Goal - Extend the article below on the Vancouver Canucks players' hockey superstitions, starting after its final sentence.

Text extract -
Halloween approaches and what better time than the spooky season to ask the Vancouver Canucks about their hockey superstitions?
Unfortunately, getting the players to open up about this subject is as difficult as bringing Dr. Frankenstein's monster to life during an L.A. brown-out. They will reluctantly talk about following specific, repeated practices that are "just part of the game." Just don't call them superstitions.
"I don't have any" proclaims Trevor Linden as he dresses post-practice, pulling on a sock. "I used to have them but I don't anymore." Trevor and Markus Naslund - locker room neighbours - then attempt to tease the truth from one another.
Naslund quietly jokes that Linden likes to hole-up in his room the night before the game. "That's not a superstition, it's just a habit" retorted the NHL veteran, who then tries to get the captain to come clean - "Markus, tell what you do in your stall". But Markus reveals nothing further about himself or his teammates. "Maybe," Linden summarizes, "it's a superstition for players not to talk about their superstitions."
"I think it's a burden to have something and always feeling like you have to do whatever it is," says Naslund.
Second-year Canuck, Josh Green agrees.
"I just have a routine, like a game routine, that I go through and it's something I've done ever since I was playing in junior. I just put my left stuff on first - left skate, left glove, set my stick in the same area before the game."
"I think if you get into too many of them (routines) you're more liable to miss something. Then when you're out on the bench you think about it and it bothers you".
Green confesses that his most superstitious team-mate was current Phoenix Coyote, Georges Laraque.
"He had something going with every player - a special handshake with one guy or a high five with another guy and he had to do it or I don't even think he could play."
What about Georges' routine with Green?
"We would just do a handshake and he would tap me on my shin pads before we went out. He used to whisper in guy's ears (including Mike Comrie). I don't even know what he was saying. Everyone was fine with it - it was their routine too, to do something with Georges."
Newly acquired goalie Dany Sabourin agrees that netminders are often among the most superstitious players, but only admits to needing the same water bottle on the same place on the net, and to getting up to go out onto the ice at the same time on the clock.

Extracted records -
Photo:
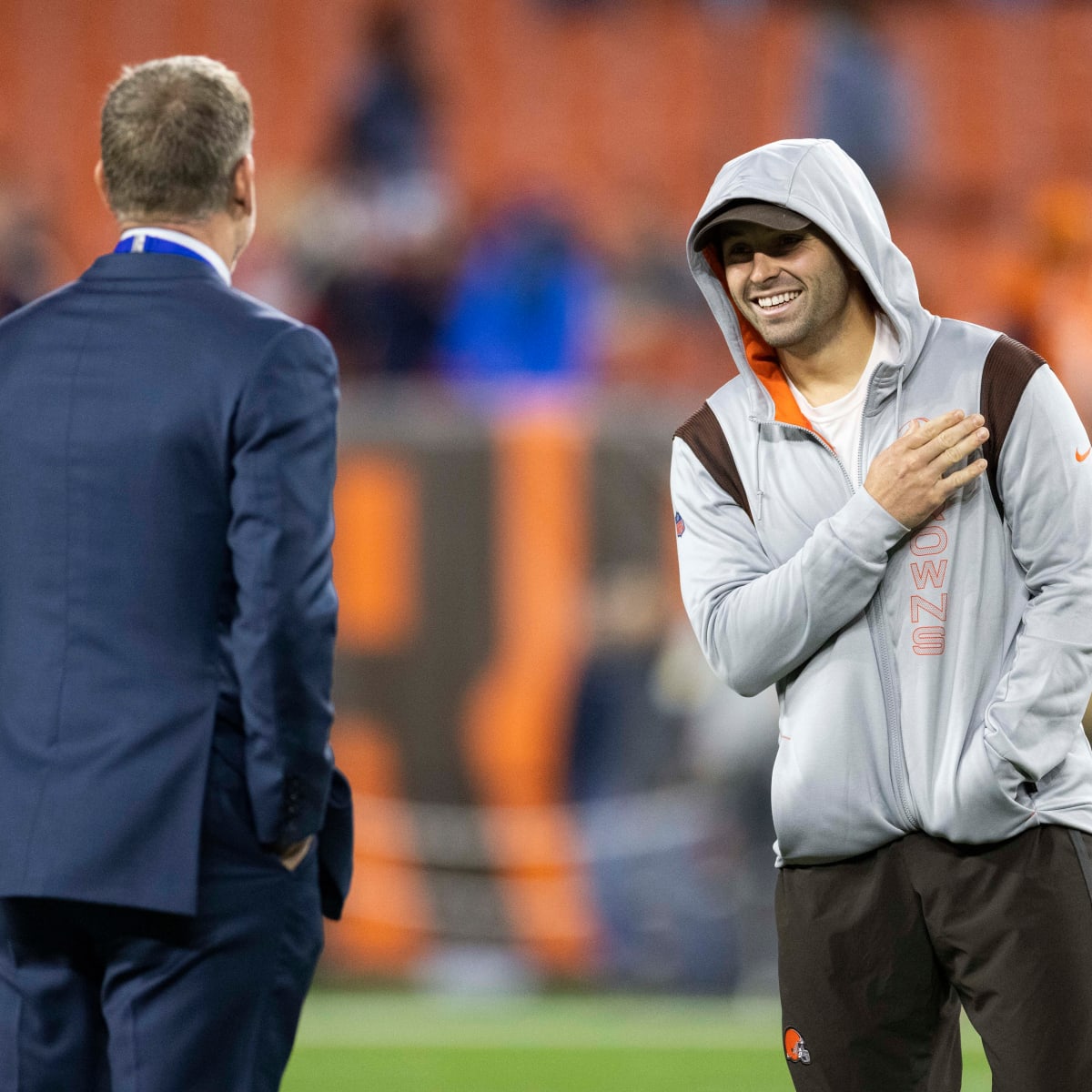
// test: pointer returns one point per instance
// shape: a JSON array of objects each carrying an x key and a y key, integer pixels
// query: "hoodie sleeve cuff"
[{"x": 866, "y": 528}]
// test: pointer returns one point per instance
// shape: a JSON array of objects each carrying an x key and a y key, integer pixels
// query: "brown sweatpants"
[{"x": 876, "y": 954}]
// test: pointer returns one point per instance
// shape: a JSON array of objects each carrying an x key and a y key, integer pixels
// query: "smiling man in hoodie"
[{"x": 888, "y": 516}]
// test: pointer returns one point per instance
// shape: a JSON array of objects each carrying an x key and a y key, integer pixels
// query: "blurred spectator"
[
  {"x": 1046, "y": 285},
  {"x": 30, "y": 258},
  {"x": 858, "y": 96},
  {"x": 386, "y": 130},
  {"x": 374, "y": 238},
  {"x": 644, "y": 829},
  {"x": 527, "y": 304}
]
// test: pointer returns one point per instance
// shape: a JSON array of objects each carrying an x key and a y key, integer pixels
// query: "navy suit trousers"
[{"x": 98, "y": 998}]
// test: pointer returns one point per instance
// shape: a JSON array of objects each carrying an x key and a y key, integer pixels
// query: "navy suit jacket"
[{"x": 167, "y": 450}]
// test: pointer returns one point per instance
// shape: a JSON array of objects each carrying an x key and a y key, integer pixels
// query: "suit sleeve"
[
  {"x": 279, "y": 540},
  {"x": 1035, "y": 716},
  {"x": 757, "y": 622}
]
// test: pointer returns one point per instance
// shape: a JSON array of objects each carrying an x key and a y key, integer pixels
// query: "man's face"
[{"x": 792, "y": 287}]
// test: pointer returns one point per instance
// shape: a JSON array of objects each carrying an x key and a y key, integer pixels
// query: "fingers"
[
  {"x": 958, "y": 479},
  {"x": 949, "y": 438},
  {"x": 928, "y": 430}
]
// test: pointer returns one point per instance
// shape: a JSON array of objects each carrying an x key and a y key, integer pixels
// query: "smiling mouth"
[{"x": 767, "y": 303}]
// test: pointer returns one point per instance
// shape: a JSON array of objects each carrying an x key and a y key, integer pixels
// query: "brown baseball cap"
[{"x": 749, "y": 212}]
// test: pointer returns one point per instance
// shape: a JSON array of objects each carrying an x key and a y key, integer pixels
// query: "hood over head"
[{"x": 817, "y": 180}]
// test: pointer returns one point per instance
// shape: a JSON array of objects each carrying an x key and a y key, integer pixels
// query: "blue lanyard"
[{"x": 153, "y": 245}]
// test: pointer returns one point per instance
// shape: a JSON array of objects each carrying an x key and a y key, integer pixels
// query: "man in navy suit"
[{"x": 170, "y": 819}]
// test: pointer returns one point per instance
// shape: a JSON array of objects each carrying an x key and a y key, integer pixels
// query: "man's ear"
[
  {"x": 243, "y": 187},
  {"x": 101, "y": 184}
]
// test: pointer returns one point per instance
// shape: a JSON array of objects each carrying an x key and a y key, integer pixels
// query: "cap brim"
[{"x": 753, "y": 212}]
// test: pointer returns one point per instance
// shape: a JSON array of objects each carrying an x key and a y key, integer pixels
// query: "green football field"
[{"x": 380, "y": 1042}]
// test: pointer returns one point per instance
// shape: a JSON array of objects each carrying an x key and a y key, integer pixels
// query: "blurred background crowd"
[{"x": 484, "y": 203}]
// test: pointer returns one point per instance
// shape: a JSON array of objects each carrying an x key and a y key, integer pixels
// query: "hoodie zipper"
[{"x": 875, "y": 615}]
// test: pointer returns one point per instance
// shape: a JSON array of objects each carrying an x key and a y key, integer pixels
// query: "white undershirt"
[
  {"x": 839, "y": 421},
  {"x": 203, "y": 250}
]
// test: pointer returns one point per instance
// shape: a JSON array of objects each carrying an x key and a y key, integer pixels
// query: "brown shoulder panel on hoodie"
[
  {"x": 1006, "y": 374},
  {"x": 703, "y": 436}
]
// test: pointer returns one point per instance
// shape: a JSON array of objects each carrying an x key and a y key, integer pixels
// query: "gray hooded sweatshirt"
[{"x": 929, "y": 680}]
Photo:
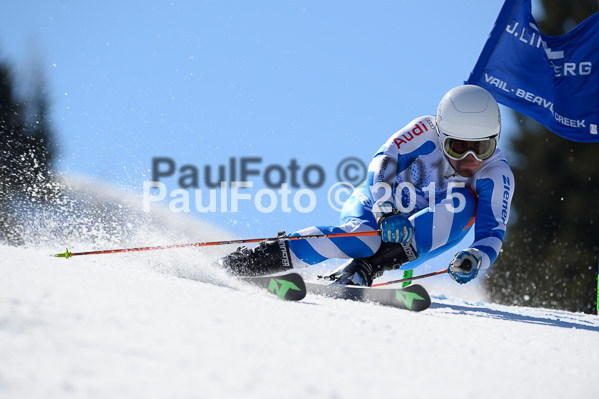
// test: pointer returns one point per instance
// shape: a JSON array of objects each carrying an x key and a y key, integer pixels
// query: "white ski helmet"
[{"x": 468, "y": 113}]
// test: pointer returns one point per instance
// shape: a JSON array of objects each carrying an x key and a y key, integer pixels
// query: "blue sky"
[{"x": 202, "y": 82}]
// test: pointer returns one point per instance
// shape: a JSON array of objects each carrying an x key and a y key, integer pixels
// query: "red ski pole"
[{"x": 68, "y": 254}]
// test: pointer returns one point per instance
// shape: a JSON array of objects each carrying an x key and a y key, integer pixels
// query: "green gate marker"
[
  {"x": 407, "y": 274},
  {"x": 280, "y": 287},
  {"x": 407, "y": 298}
]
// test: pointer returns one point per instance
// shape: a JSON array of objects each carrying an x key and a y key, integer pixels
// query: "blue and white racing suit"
[{"x": 411, "y": 171}]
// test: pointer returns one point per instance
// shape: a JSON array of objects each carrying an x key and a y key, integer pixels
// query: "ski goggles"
[{"x": 457, "y": 149}]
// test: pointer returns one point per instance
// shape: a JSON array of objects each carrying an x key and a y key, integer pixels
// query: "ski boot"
[
  {"x": 363, "y": 271},
  {"x": 267, "y": 258}
]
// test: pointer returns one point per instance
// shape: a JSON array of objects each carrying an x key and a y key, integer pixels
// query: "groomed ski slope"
[{"x": 154, "y": 326}]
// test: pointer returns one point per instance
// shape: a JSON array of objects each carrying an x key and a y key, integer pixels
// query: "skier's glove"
[
  {"x": 396, "y": 228},
  {"x": 464, "y": 267}
]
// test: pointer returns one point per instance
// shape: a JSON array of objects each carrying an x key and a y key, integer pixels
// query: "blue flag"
[{"x": 554, "y": 80}]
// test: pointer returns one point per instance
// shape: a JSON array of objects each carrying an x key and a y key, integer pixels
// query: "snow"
[{"x": 168, "y": 324}]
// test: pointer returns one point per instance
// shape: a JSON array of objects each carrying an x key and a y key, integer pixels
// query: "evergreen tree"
[{"x": 549, "y": 258}]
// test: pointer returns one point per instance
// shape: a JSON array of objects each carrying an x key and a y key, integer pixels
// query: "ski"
[
  {"x": 414, "y": 297},
  {"x": 289, "y": 286}
]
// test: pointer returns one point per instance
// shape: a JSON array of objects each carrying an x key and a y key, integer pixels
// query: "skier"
[{"x": 425, "y": 189}]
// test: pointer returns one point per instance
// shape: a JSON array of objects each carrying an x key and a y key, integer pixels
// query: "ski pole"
[
  {"x": 411, "y": 278},
  {"x": 67, "y": 254}
]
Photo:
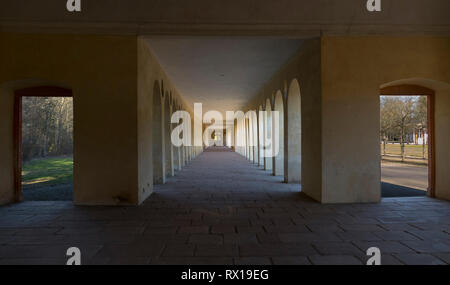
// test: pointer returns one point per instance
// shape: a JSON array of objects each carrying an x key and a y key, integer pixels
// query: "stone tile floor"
[{"x": 221, "y": 209}]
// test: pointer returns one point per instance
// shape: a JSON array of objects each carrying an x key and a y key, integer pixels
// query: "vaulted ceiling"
[{"x": 221, "y": 73}]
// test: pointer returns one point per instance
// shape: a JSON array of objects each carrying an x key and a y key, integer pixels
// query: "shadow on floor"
[{"x": 392, "y": 190}]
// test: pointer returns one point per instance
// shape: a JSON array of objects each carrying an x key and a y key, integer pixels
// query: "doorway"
[
  {"x": 43, "y": 134},
  {"x": 406, "y": 141}
]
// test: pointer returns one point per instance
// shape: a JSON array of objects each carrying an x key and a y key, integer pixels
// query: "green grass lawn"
[
  {"x": 410, "y": 150},
  {"x": 47, "y": 172}
]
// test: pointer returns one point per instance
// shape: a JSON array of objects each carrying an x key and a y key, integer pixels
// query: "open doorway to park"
[
  {"x": 44, "y": 144},
  {"x": 406, "y": 142}
]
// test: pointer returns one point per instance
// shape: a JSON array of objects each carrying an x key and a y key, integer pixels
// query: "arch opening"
[{"x": 293, "y": 142}]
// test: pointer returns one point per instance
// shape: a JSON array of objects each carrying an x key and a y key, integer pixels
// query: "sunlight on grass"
[{"x": 48, "y": 171}]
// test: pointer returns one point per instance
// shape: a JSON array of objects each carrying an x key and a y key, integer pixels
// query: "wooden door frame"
[
  {"x": 39, "y": 91},
  {"x": 417, "y": 90}
]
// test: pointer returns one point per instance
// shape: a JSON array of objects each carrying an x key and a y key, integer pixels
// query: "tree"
[
  {"x": 398, "y": 117},
  {"x": 47, "y": 127},
  {"x": 421, "y": 117}
]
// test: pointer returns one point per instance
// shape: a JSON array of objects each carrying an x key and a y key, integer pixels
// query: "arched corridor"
[
  {"x": 221, "y": 209},
  {"x": 299, "y": 178}
]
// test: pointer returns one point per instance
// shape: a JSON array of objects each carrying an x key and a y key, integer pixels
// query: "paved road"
[{"x": 412, "y": 176}]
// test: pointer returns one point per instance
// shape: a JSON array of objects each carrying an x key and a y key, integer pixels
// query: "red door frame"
[
  {"x": 40, "y": 91},
  {"x": 416, "y": 90}
]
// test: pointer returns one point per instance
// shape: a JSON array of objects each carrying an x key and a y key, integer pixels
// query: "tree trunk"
[{"x": 402, "y": 146}]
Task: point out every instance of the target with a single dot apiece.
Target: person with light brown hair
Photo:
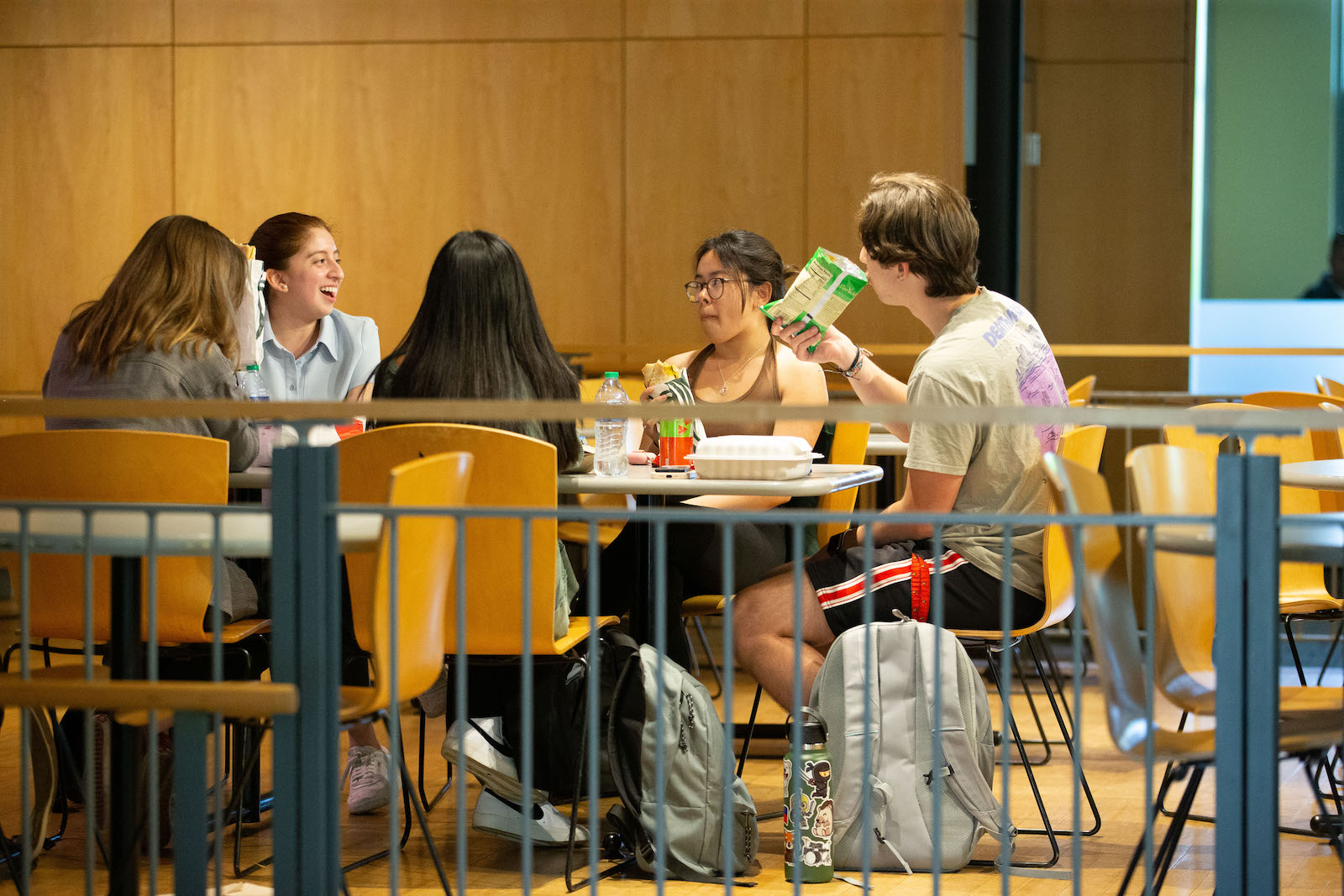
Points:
(920, 241)
(311, 349)
(165, 329)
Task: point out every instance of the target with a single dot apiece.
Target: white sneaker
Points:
(503, 819)
(492, 768)
(366, 768)
(434, 701)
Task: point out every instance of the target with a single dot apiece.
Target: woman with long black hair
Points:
(479, 335)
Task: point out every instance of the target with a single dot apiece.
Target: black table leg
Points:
(128, 661)
(886, 486)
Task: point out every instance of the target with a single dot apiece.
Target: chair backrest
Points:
(1327, 385)
(116, 466)
(1323, 441)
(850, 445)
(1206, 443)
(1106, 602)
(425, 551)
(1173, 479)
(508, 470)
(1082, 446)
(1082, 389)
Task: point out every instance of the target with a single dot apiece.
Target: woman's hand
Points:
(654, 394)
(835, 347)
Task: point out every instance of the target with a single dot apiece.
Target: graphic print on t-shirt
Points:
(1039, 382)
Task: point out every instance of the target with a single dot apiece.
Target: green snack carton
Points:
(820, 293)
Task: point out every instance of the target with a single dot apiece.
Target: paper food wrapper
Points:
(252, 312)
(679, 392)
(820, 293)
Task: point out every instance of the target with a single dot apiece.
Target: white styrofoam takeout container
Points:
(753, 457)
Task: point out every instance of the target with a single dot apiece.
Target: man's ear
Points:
(276, 280)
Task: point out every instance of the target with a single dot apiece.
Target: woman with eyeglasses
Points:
(736, 273)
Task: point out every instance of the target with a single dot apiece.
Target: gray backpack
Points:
(900, 739)
(692, 772)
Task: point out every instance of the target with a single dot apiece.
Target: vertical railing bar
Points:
(1077, 752)
(938, 616)
(526, 521)
(796, 715)
(1005, 700)
(217, 663)
(152, 673)
(729, 728)
(394, 719)
(595, 698)
(89, 790)
(660, 641)
(869, 661)
(1149, 699)
(460, 701)
(24, 734)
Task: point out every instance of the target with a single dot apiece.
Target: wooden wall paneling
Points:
(712, 18)
(400, 147)
(884, 16)
(1113, 203)
(1106, 29)
(210, 22)
(87, 140)
(714, 141)
(875, 105)
(44, 23)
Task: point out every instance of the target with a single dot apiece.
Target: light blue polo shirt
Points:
(342, 359)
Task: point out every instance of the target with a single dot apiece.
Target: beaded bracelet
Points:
(858, 363)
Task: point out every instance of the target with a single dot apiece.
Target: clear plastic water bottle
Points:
(252, 383)
(611, 432)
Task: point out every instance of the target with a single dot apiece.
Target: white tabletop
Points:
(255, 477)
(1303, 537)
(179, 533)
(1327, 476)
(886, 445)
(824, 479)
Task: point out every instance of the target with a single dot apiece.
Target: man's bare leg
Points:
(764, 631)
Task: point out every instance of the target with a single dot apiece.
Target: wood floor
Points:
(1307, 864)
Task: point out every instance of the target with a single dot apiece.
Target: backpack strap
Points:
(969, 786)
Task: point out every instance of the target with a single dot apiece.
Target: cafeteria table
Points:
(886, 448)
(1326, 476)
(124, 537)
(654, 492)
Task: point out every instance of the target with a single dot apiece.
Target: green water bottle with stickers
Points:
(808, 815)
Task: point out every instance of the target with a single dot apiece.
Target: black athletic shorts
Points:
(902, 579)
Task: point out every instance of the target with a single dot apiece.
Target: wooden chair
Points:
(124, 466)
(1303, 594)
(1082, 390)
(418, 580)
(510, 470)
(118, 466)
(577, 531)
(1109, 613)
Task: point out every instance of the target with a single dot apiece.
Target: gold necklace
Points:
(743, 367)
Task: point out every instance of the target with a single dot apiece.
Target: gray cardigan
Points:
(145, 374)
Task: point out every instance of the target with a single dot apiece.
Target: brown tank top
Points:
(765, 389)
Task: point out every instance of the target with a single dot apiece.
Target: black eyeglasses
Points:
(714, 286)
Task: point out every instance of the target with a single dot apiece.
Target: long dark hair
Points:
(477, 333)
(752, 255)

Exercise output -
He's never broken it, so he's not quite sure what tragedy might befall the team.
Rory Fitzpatrick claims to "never intertwine my superstitions with anyone else's," but that's apparently not the case for Manitoba Moose graduates Ryan Kesler and Kevin Bieksa, who share a routine before hitting the ice.
"We do a little low high-five and I always go out before him" explains Kesler. "I don't know how to explain it. We've got something going there."
Bieksa succeeded in tallying his first NHL goal and enjoyed a three point night against the San Jose Sharks on unlucky Friday the 13th, so perhaps the routine is working.
Kesler's eager to dish the dirt on team-mate Alex Burrows, who's towelling his hair from a few feet away.
"I know Burr likes to wear pink panties," says a chuckling Kesler. Burrows rolls his eyes.
Sadly, Burrows only admits to a much more mundane game-day routine. "I come to practice, then have lunch - pasta and chicken normally, and a little bit of ice cream. Then I have a nap."
Not exactly the stuff of Halloween nightmares.
Though Willie Mitchell, grinning mischievously, does jump right in to mentioning unmentionables.
"I have these garters I wear underneath my gear - and you should see Markus' nylons he wears."
Unlike his team-mates, newly returned B.C. boy Mitchell is willing to open up about his superstitions.
"I've got a few once I'm on the ice but not really before the game. I'm a guy who likes to be loose and have a good time in the locker room and not over think the game."
Mitchell does have a routine getting dressed: "I put my skates on first - not a lot of guys do that. It's my first piece of equipment I put on."
Once on the ice, the routine kicks into a frenetic high gear.
"I don't know, it's weird but I always give the crossbar a tap, then the left post, then I go into the left corner and tap the line, circle around and come back, tap the crossbar, right post, then the right corner, skate off to the bench and then I usually give the boards a couple of taps over there. It's kind of like my thing, o.k. game on, let's go! It turns the switch on."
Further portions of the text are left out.